Set problem
Which lines below contain the string "wooden"? Show each one in full; case counts.

Data records
━━━
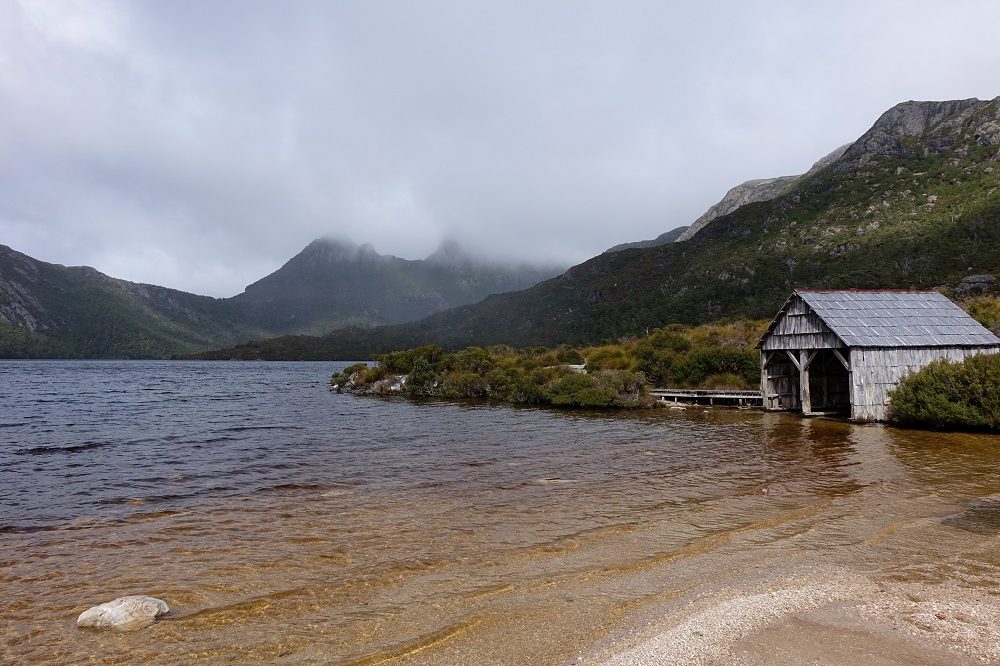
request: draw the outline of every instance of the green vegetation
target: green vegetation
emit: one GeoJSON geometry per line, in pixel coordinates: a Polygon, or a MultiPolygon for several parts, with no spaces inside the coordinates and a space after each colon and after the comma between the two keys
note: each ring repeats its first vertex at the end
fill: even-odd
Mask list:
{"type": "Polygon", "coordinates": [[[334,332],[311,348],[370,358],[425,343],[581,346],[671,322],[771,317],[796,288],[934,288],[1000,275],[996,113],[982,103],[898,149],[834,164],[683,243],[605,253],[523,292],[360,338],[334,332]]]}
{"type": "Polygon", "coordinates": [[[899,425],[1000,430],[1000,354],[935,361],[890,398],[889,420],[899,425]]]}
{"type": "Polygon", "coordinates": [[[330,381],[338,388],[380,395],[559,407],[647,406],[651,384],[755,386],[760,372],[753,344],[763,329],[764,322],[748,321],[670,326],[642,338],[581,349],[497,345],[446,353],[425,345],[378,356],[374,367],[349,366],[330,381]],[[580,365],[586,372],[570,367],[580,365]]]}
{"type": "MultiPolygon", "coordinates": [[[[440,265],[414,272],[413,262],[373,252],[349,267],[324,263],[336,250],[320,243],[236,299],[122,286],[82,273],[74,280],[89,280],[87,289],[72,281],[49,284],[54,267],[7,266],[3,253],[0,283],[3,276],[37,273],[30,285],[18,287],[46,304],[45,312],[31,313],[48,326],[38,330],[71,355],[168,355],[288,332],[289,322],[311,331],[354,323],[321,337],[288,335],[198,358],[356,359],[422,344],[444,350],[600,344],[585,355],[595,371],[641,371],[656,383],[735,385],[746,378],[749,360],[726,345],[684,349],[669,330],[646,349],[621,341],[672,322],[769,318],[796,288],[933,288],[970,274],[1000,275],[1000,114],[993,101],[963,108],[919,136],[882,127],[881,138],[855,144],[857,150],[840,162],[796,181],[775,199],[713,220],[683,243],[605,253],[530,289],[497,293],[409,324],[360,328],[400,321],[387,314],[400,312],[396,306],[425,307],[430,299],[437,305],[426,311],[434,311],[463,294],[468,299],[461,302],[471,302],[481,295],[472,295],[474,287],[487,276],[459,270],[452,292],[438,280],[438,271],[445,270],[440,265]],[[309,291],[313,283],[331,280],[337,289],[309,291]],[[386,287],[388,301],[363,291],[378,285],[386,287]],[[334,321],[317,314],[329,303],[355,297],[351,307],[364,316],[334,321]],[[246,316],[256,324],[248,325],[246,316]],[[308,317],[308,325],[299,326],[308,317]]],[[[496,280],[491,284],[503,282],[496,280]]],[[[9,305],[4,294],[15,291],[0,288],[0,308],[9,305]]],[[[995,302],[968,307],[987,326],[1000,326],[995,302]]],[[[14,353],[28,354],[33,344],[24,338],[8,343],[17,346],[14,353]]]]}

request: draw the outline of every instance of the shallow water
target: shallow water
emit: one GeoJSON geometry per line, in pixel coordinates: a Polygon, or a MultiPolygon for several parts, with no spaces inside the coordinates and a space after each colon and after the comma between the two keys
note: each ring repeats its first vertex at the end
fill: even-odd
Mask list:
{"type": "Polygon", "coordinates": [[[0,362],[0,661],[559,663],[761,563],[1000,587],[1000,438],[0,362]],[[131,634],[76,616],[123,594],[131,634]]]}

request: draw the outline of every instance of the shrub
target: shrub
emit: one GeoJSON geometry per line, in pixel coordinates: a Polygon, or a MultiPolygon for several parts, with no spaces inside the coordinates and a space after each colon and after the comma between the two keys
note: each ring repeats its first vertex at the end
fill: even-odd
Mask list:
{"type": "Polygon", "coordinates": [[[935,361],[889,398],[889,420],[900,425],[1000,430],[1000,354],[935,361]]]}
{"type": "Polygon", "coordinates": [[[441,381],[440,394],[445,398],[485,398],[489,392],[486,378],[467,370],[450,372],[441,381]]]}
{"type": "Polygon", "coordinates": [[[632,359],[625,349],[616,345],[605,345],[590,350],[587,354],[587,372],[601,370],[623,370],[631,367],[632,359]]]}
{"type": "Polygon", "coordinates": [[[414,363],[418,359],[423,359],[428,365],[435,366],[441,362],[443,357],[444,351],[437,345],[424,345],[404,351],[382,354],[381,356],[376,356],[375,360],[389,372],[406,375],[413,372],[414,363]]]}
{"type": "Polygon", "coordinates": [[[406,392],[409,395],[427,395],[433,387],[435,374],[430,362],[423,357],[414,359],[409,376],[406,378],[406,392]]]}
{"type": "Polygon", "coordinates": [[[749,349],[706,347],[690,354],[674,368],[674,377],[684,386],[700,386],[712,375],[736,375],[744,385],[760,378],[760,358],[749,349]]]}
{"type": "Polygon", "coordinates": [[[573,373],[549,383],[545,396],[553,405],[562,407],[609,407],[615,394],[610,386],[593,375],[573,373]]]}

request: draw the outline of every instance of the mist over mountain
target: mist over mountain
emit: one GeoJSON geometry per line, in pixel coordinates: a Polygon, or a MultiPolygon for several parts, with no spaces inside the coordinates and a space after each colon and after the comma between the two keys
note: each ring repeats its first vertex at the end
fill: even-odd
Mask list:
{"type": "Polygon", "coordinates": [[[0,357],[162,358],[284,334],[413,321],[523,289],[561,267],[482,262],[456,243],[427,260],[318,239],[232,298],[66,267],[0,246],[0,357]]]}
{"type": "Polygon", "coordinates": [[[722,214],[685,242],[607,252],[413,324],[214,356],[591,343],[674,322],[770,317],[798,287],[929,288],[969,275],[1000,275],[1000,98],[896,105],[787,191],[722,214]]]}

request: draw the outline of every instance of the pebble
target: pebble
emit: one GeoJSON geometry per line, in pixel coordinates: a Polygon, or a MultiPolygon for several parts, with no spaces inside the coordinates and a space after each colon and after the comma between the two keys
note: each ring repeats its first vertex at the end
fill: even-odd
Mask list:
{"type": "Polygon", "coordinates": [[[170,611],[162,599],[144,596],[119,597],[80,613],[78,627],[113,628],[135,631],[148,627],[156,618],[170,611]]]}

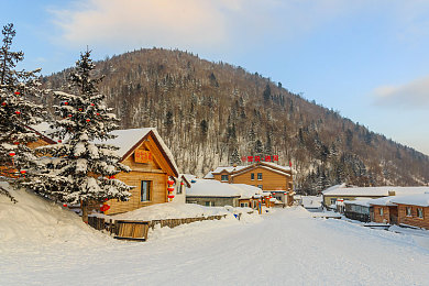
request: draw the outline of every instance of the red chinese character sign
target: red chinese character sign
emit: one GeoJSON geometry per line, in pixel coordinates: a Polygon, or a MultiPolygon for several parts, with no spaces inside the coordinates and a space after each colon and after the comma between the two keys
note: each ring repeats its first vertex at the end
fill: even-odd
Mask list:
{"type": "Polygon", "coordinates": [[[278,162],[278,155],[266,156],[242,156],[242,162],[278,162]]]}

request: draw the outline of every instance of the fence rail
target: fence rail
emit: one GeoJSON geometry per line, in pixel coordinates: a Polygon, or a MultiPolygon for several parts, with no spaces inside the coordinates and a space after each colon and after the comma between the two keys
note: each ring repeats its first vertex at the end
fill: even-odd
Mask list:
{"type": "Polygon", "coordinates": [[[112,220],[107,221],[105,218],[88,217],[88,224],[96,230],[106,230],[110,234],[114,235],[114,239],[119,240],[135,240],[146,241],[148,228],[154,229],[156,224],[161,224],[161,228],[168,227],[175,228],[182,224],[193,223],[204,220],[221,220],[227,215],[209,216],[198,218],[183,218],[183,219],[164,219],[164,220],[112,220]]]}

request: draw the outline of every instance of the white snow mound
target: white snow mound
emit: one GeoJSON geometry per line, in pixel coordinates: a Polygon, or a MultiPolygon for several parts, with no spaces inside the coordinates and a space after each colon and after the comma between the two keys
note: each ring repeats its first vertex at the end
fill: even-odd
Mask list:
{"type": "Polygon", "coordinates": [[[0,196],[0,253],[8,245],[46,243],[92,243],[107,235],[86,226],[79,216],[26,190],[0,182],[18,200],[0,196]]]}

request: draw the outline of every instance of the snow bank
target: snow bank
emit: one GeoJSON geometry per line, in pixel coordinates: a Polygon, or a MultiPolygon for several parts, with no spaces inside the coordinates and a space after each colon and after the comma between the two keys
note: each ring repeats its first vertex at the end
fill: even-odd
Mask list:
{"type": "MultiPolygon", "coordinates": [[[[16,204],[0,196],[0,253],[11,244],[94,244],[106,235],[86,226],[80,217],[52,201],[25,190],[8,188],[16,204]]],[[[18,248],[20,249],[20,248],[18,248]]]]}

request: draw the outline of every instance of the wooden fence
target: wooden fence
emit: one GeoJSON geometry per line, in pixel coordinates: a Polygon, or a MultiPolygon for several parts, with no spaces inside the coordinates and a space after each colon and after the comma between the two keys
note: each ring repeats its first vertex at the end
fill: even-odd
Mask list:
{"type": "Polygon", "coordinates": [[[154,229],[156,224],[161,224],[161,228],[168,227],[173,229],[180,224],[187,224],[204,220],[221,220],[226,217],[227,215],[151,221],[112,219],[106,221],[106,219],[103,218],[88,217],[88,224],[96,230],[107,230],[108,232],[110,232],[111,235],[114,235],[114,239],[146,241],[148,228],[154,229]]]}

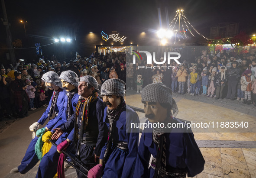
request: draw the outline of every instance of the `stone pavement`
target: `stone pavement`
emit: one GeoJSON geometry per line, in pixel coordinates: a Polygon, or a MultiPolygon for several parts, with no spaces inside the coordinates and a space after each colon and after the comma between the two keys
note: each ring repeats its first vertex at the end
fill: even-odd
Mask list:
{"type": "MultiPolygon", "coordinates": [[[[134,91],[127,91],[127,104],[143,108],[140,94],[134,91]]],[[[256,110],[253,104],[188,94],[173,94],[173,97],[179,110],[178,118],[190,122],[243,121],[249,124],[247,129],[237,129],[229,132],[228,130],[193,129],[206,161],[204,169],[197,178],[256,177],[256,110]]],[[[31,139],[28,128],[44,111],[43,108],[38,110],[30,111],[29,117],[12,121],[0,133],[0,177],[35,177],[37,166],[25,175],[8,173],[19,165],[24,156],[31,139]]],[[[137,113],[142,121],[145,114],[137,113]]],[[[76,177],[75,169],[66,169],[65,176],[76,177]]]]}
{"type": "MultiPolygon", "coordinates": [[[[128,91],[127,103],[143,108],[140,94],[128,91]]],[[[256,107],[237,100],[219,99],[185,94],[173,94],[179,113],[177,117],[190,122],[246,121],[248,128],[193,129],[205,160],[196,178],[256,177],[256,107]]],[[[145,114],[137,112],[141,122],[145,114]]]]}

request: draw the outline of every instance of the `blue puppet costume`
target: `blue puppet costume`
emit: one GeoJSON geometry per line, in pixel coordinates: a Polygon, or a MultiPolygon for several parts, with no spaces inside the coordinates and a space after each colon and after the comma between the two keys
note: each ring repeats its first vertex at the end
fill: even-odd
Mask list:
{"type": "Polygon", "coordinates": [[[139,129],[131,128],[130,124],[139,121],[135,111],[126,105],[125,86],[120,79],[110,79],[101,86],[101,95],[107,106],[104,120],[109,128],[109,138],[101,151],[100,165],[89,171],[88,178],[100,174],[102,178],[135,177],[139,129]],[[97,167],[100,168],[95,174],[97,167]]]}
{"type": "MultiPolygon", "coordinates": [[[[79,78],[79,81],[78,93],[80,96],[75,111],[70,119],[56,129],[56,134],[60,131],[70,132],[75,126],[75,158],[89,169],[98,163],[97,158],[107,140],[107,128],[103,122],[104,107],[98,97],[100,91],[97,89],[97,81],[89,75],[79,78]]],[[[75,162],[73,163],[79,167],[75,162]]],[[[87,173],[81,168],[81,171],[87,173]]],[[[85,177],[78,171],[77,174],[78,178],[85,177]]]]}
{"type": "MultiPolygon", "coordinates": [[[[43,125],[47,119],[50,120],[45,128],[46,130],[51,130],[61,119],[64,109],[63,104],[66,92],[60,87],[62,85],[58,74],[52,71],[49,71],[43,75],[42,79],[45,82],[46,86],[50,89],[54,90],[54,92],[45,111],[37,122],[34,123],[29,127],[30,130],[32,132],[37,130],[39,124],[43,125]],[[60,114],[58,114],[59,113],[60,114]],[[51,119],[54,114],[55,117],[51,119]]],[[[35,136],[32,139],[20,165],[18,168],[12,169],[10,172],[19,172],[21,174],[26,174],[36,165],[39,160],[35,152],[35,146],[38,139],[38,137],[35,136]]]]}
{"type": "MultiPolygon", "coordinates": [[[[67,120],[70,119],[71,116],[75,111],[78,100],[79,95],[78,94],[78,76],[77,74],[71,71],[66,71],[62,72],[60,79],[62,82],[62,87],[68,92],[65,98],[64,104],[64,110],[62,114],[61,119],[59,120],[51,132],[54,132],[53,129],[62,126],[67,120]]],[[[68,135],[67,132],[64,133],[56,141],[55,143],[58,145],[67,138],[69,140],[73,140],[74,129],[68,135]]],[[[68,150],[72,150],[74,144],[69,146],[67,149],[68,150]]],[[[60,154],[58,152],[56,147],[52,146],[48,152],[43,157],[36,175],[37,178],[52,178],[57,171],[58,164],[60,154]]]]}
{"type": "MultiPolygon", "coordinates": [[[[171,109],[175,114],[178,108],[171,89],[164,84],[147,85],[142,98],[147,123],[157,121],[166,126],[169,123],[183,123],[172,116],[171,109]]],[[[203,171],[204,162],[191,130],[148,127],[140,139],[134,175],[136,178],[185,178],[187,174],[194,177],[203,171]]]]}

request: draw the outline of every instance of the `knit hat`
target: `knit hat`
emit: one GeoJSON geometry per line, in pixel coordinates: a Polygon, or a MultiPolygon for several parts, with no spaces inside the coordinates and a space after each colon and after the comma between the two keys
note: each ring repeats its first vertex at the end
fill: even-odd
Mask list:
━━━
In response
request: draw the outline of every instance of the wooden fence
target: wooden fence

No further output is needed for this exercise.